*Passage to read*.
Let's take a look at the data. First, we'll use ratings to create a collaborative filtering algorithm. Then, we'll use movie metadata to find similar movies.

In [None]:
import numpy as np
import pandas as pd

In [None]:
movies_metadata = pd.read_csv('./data/movies_metadata.csv')
ratings = pd.read_csv('./data/ratings_small.csv')

In [None]:
movies_metadata.head()

In [None]:
C = movies_metadata['vote_average'].mean()
m = movies_metadata['vote_count'].quantile(0.9)

q_movies = movies_metadata.copy().loc[movies_metadata['vote_count'] >= m]

In [None]:
def weighted_rating(x, m=m, C=C):
    v = x['vote_count']
    R = x['vote_average']
    return (v/(v+m) * R) + (m/(m+v) * C)

q_movies['score'] = q_movies.apply(weighted_rating, axis=1)
q_movies = q_movies.sort_values('score', ascending=False)

q_movies[['title', 'vote_count', 'vote_average', 'score']].head(10)

In [None]:
ratings = pd.read_csv("./data/ratings_small.csv")
print(ratings.head())
print(len(ratings))

In [None]:
print(len(ratings[['userId']].drop_duplicates()))

In [None]:
from surprise import Reader, Dataset, SVD
from surprise.model_selection import cross_validate

reader = Reader()
data = Dataset.load_from_df(ratings[['userId', 'movieId', 'rating']], reader)

svd = SVD()

*Data records*.
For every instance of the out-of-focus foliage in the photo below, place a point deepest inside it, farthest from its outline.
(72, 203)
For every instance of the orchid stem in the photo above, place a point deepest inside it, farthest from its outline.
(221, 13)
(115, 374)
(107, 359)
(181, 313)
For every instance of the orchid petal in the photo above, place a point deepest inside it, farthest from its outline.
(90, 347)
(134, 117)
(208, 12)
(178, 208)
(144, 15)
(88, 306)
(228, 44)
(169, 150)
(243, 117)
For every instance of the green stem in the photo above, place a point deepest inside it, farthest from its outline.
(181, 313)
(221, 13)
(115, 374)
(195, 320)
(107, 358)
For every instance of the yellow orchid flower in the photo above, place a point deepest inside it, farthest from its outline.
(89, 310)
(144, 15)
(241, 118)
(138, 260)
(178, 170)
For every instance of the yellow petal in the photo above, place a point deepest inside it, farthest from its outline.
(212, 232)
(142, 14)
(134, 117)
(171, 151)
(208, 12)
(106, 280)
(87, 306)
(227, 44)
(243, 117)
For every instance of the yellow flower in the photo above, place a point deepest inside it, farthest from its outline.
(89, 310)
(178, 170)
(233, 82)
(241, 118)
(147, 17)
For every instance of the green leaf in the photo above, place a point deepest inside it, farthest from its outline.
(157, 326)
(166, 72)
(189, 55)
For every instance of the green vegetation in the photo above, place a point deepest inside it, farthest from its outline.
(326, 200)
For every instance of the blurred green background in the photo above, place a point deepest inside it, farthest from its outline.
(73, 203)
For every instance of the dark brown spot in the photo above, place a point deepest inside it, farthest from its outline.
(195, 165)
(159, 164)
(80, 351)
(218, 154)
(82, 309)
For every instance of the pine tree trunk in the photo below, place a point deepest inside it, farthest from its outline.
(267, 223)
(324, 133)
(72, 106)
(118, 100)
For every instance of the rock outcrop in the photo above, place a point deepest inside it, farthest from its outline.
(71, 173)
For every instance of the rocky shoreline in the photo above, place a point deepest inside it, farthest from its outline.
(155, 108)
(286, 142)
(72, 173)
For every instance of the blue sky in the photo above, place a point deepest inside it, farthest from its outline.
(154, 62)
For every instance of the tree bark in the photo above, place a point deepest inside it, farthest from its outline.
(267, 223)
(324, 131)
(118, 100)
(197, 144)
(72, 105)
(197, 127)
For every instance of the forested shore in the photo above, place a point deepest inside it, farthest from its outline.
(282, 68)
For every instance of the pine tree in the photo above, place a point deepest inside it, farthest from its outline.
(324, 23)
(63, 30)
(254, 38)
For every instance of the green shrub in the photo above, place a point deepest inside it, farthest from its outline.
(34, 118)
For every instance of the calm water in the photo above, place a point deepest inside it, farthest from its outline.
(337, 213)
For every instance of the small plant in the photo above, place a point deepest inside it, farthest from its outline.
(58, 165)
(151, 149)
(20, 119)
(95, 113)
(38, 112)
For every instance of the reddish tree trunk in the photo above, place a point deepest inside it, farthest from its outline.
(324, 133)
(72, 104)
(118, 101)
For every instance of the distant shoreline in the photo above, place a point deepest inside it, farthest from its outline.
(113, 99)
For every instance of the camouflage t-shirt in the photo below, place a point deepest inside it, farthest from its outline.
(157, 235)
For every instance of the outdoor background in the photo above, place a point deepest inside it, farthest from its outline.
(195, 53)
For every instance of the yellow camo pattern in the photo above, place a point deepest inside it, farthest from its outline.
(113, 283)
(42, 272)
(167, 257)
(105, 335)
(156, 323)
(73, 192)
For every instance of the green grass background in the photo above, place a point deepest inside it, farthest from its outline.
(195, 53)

*Exercise instructions*.
Answer these about the movie recommendation notebook:
1. What quantile of `vote_count` sets the threshold `m`?
2. What file path is the ratings data read from?
3. What three columns are passed to `Dataset.load_from_df`?
The listing has no role here.

*Solution to this task*.
1. The 0.9 quantile.
2. `./data/ratings_small.csv`
3. `userId`, `movieId`, and `rating`.